Document segment Start Marker

This jam is now over. It ran from 2025-02-02 11:00:00 to 2025-02-02 15:30:00. View 14 entries
Digital games can not only be entertaining but also provide learning opportunities for politically or socially relevant topics. At the bpb:Game Jam, we will be creative and develop appropriate games.
From January 31 to February 2, 2025, the event series will enter its next round. Within the framework of a three-day event, we aim to come up with new game ideas, conceptualize them, and finally implement them as playable prototypes. This year, the bpb:Game Jam will focus on the theme of 'Artificial Intelligence.'
Most of us were initially fascinated when ChatGPT and similar tools first created texts and images of groundbreaking quality. About two years later, AI-generated content has not only changed the internet and school life but also many professions, especially those closely related to IT or involved in media – for example, in the game industry. However, if not only routine tasks but also creative work is delegated to machines, what role does the human play? Is human intelligence degraded to mere training material for machines? And what are the implications of the concentration of power among the few providers of large AI models? How can society cope with a media reality where bots can generate unlimited texts and (fake) news, falsify photos, and imitate voices in a deceptively realistic manner?

Document segment End Marker
Dataset extract Start Marker

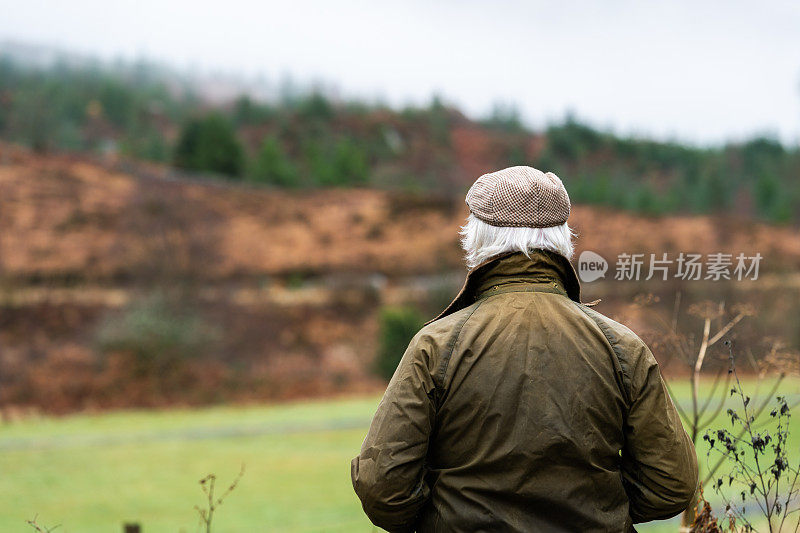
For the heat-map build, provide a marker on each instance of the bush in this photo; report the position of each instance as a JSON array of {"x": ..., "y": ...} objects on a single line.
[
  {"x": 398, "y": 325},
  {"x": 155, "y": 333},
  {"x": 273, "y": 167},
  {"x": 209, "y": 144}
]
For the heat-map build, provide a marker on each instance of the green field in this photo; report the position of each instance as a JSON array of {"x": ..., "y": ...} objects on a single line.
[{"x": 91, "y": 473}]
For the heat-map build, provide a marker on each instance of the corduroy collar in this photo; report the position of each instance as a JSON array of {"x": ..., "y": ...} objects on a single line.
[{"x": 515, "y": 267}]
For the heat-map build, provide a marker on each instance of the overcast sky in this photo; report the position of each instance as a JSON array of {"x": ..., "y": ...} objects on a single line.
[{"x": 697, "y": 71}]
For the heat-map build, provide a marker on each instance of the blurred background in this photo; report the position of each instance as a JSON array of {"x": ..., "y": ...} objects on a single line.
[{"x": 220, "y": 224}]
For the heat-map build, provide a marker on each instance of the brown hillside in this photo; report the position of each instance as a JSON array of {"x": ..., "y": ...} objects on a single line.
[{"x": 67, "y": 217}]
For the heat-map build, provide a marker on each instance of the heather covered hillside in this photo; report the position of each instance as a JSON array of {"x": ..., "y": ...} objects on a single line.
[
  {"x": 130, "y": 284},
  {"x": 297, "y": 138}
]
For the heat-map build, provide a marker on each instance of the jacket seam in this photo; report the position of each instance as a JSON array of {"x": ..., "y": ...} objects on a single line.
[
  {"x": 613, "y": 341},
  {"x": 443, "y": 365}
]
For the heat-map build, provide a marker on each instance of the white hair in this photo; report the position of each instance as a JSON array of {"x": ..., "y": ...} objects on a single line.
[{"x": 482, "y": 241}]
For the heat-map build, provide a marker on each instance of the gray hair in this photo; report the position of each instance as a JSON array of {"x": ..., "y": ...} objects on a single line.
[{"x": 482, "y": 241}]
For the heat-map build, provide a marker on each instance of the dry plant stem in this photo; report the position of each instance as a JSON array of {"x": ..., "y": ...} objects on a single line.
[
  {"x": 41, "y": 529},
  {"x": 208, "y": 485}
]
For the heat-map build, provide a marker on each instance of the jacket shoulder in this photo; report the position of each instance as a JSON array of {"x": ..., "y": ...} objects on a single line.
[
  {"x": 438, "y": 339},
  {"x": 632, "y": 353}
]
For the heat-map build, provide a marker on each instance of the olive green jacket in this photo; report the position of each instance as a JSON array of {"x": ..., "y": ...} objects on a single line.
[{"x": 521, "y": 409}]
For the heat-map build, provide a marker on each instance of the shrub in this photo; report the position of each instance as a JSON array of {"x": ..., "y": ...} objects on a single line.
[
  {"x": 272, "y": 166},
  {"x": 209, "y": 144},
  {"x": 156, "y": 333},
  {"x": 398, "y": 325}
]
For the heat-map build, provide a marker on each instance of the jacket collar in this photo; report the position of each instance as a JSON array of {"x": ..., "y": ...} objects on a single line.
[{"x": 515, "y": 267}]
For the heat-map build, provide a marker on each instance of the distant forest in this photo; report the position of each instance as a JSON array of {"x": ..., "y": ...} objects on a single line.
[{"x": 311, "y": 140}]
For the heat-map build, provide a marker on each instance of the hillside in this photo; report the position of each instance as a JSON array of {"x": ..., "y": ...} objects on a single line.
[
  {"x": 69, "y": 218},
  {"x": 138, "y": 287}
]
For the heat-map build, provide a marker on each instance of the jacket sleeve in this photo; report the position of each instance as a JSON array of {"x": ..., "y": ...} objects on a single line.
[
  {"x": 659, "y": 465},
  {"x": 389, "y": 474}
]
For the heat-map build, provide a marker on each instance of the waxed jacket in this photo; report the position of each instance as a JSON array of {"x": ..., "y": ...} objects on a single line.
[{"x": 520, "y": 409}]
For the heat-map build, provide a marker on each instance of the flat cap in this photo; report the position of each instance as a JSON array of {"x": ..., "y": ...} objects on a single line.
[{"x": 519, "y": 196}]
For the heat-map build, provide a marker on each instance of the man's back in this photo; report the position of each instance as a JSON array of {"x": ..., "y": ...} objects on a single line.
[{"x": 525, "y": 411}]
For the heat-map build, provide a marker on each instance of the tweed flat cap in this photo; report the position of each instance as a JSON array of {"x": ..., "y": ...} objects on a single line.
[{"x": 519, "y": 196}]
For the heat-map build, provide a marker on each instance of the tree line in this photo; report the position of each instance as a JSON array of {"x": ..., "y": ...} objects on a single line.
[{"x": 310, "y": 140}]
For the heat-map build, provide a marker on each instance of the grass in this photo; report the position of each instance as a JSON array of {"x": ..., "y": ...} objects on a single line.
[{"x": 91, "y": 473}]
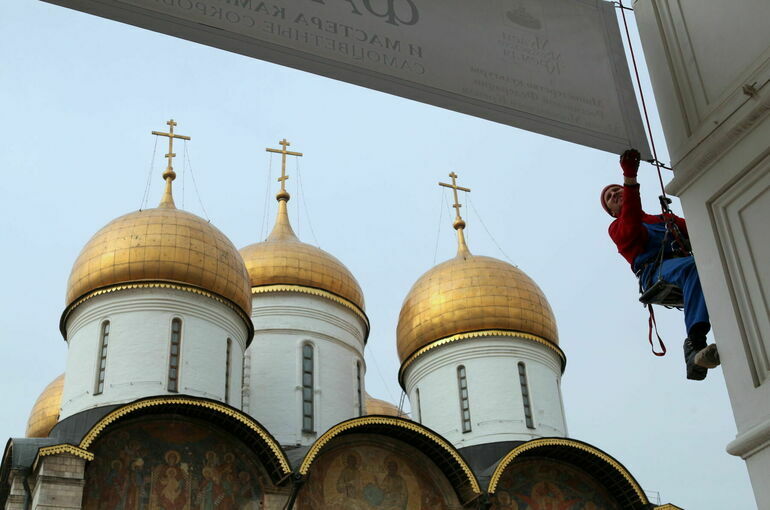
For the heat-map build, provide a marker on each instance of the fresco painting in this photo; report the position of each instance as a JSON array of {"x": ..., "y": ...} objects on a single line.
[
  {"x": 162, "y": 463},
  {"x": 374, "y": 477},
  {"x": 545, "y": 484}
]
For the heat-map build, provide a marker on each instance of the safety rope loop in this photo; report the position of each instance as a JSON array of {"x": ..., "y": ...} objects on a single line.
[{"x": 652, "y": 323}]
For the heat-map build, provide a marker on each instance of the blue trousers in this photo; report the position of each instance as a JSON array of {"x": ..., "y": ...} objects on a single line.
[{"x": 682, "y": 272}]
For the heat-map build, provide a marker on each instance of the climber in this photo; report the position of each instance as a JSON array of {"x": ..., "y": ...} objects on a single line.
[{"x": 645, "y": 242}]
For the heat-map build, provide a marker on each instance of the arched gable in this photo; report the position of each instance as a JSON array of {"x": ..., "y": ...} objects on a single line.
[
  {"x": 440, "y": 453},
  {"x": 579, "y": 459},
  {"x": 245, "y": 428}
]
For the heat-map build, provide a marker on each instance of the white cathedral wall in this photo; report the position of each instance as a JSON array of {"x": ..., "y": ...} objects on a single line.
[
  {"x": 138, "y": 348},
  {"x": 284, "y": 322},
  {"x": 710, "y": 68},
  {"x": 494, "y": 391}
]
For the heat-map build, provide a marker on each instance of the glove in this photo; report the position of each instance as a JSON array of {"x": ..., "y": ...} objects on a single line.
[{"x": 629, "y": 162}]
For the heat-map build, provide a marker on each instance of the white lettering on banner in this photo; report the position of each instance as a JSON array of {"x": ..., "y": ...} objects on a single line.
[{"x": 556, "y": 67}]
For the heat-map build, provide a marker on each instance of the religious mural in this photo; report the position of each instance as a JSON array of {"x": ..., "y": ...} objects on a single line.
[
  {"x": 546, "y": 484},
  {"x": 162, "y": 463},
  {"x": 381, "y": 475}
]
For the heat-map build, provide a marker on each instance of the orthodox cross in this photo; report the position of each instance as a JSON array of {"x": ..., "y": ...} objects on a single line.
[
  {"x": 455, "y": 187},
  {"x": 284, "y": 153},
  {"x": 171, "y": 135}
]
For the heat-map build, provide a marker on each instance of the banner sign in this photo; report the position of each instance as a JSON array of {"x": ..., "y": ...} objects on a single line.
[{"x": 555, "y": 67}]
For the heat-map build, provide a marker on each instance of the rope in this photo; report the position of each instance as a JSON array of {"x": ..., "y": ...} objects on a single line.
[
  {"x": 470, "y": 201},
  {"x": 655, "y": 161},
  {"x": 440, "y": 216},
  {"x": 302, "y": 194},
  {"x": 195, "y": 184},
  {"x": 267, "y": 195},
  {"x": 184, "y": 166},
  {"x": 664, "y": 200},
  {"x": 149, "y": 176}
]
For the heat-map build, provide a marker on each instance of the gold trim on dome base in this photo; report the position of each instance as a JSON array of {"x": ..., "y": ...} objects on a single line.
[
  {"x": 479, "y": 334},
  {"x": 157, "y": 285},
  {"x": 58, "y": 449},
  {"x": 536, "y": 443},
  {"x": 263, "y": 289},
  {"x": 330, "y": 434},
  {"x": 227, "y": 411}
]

Dataset extract End Marker
Dataset extract Start Marker

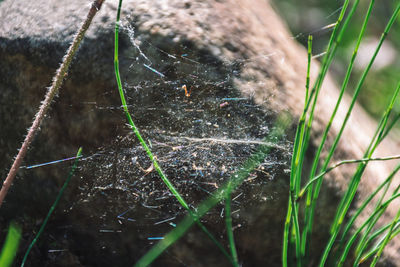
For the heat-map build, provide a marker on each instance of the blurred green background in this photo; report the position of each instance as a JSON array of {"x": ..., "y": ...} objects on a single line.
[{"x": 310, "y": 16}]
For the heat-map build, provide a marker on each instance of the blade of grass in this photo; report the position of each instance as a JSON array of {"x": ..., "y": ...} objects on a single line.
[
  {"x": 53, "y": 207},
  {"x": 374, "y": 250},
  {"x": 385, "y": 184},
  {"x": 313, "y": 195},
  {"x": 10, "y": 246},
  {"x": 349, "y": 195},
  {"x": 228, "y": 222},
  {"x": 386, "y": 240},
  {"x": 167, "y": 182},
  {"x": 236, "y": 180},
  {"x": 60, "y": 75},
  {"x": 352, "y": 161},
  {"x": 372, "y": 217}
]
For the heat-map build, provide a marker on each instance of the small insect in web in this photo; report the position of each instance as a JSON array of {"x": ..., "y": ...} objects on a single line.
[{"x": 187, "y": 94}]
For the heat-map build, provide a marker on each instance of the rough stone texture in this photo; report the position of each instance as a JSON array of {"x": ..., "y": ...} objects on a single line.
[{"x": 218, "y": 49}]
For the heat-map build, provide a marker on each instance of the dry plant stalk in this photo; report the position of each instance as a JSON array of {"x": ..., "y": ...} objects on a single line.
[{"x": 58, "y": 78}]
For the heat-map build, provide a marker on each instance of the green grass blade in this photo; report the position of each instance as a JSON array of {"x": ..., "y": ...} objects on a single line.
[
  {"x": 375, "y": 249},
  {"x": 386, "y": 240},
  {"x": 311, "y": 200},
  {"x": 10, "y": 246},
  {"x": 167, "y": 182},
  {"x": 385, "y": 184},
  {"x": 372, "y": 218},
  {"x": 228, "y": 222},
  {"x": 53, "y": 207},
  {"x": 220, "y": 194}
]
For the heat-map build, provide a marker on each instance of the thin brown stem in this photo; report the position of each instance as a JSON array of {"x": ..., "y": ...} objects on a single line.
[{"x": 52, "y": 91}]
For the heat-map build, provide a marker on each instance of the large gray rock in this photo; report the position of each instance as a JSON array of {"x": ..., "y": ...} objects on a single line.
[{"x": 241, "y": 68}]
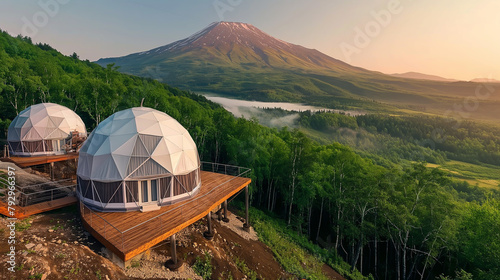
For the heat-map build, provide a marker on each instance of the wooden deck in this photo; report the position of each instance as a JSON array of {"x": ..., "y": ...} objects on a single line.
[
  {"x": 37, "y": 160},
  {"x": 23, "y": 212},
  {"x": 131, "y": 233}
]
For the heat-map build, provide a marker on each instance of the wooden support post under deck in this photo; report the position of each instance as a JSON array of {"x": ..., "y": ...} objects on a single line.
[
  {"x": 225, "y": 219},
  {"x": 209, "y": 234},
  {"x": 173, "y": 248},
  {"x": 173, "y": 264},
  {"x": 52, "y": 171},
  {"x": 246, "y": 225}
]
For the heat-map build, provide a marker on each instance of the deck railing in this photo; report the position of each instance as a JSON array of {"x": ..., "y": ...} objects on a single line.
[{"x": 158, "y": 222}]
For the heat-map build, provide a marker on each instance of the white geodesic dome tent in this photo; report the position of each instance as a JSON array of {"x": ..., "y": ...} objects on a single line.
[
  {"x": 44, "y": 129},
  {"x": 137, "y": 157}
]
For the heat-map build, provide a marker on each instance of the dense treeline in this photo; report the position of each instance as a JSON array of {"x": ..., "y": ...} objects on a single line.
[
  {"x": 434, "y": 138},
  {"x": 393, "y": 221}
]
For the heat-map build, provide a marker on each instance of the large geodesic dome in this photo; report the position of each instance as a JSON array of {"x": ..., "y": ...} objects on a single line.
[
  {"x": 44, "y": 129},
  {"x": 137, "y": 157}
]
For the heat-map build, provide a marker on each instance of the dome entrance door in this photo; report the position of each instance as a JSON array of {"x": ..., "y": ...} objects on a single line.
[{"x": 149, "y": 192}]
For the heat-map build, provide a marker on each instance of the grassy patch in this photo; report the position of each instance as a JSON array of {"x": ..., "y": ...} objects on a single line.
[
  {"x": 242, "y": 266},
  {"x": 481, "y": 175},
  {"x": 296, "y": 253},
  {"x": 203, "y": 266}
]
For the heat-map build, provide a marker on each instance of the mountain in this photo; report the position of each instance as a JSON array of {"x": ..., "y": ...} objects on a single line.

Dataset extract End Marker

◆ Exercise goal: Copy the entire game jam announcement word for word. The items are separate material from the text.

◆ Response:
This jam is now over. It ran from 2025-02-02 11:00:00 to 2025-02-02 15:30:00. View 14 entries
Digital games can not only be entertaining but also provide learning opportunities for politically or socially relevant topics. At the bpb:Game Jam, we will be creative and develop appropriate games.
From January 31 to February 2, 2025, the event series will enter its next round. Within the framework of a three-day event, we aim to come up with new game ideas, conceptualize them, and finally implement them as playable prototypes. This year, the bpb:Game Jam will focus on the theme of 'Artificial Intelligence.'
Most of us were initially fascinated when ChatGPT and similar tools first created texts and images of groundbreaking quality. About two years later, AI-generated content has not only changed the internet and school life but also many professions, especially those closely related to IT or involved in media – for example, in the game industry. However, if not only routine tasks but also creative work is delegated to machines, what role does the human play? Is human intelligence degraded to mere training material for machines? And what are the implications of the concentration of power among the few providers of large AI models? How can society cope with a media reality where bots can generate unlimited texts and (fake) news, falsify photos, and imitate voices in a deceptively realistic manner?